--- Collected data entries ---
• • • • •

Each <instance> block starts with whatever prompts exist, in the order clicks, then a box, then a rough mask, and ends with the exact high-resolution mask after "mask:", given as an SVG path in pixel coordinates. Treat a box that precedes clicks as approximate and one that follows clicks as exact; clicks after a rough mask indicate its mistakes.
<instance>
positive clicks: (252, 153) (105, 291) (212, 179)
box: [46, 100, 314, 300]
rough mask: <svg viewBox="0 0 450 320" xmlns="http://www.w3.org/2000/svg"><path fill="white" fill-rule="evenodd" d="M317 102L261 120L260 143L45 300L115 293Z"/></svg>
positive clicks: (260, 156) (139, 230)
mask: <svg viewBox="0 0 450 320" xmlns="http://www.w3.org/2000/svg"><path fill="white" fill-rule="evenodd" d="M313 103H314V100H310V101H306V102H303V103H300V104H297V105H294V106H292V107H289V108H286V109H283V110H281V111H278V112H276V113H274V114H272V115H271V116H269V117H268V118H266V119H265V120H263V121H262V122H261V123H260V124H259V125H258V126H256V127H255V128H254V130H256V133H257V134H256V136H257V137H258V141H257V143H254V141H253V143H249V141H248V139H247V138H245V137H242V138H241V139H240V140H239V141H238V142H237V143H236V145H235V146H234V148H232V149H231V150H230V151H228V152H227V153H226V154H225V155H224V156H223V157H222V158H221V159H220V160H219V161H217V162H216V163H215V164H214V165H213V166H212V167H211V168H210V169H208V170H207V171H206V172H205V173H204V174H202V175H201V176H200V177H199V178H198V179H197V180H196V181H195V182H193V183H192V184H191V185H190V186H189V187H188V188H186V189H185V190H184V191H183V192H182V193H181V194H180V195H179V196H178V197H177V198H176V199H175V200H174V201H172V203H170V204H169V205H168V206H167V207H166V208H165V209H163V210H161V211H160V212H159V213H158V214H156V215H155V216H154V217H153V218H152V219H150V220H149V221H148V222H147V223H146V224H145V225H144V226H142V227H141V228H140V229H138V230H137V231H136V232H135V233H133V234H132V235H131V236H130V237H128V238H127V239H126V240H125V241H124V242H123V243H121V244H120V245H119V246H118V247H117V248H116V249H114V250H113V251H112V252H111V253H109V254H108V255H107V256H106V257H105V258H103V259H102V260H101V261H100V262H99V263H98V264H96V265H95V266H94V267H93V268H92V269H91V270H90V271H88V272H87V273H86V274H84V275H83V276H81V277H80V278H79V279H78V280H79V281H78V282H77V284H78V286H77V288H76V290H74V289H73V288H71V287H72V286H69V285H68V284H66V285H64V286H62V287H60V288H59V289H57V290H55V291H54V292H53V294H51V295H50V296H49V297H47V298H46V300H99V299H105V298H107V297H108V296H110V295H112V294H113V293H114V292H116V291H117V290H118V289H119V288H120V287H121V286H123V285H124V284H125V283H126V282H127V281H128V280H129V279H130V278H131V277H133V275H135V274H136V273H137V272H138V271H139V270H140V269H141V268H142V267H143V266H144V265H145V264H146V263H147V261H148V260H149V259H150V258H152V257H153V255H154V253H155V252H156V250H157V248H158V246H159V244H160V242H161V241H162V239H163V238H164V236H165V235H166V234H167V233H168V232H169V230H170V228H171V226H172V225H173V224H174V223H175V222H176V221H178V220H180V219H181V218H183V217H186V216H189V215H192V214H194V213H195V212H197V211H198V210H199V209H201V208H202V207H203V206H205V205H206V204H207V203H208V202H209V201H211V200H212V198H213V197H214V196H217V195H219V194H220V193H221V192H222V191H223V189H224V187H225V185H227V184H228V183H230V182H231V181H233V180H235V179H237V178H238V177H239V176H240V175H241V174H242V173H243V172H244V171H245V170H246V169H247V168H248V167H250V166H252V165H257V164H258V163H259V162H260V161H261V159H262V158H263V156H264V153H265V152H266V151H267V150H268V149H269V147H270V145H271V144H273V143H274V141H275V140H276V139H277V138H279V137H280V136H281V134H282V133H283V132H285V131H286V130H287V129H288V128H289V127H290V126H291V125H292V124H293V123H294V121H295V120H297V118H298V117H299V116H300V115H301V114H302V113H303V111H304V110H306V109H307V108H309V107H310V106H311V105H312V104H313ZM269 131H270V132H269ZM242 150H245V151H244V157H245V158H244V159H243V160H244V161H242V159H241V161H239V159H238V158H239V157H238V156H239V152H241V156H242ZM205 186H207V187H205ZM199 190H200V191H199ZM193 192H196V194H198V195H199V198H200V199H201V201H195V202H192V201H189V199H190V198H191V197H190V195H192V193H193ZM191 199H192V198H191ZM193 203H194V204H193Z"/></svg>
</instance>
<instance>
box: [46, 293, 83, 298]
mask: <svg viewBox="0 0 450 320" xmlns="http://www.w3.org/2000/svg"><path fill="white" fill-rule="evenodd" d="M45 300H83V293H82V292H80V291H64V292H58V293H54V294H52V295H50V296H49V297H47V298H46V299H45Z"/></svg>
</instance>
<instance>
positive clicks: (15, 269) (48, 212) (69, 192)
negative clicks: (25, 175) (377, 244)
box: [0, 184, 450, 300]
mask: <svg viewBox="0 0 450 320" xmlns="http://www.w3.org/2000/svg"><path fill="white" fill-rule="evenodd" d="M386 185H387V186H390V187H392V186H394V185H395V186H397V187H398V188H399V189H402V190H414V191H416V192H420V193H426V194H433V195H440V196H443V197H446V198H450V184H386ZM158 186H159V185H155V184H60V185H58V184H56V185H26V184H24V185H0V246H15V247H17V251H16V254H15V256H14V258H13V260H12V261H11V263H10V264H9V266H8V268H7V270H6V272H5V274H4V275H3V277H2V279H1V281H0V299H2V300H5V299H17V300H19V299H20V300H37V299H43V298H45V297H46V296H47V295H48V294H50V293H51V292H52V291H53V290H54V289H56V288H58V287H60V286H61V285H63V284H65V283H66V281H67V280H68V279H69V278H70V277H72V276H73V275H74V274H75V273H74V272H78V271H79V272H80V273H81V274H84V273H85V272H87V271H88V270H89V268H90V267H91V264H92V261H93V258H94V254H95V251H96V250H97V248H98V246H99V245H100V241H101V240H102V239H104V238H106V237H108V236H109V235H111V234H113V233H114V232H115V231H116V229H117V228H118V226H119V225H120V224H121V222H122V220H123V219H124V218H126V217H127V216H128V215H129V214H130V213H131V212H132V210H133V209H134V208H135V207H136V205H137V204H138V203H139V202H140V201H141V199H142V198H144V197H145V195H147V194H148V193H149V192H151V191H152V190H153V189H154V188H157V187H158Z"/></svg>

• • • • •

Return each line of the listing that contains the word "positive".

positive clicks: (252, 153) (105, 291) (212, 179)
positive clicks: (260, 156) (139, 230)
positive clicks: (15, 269) (48, 212) (69, 192)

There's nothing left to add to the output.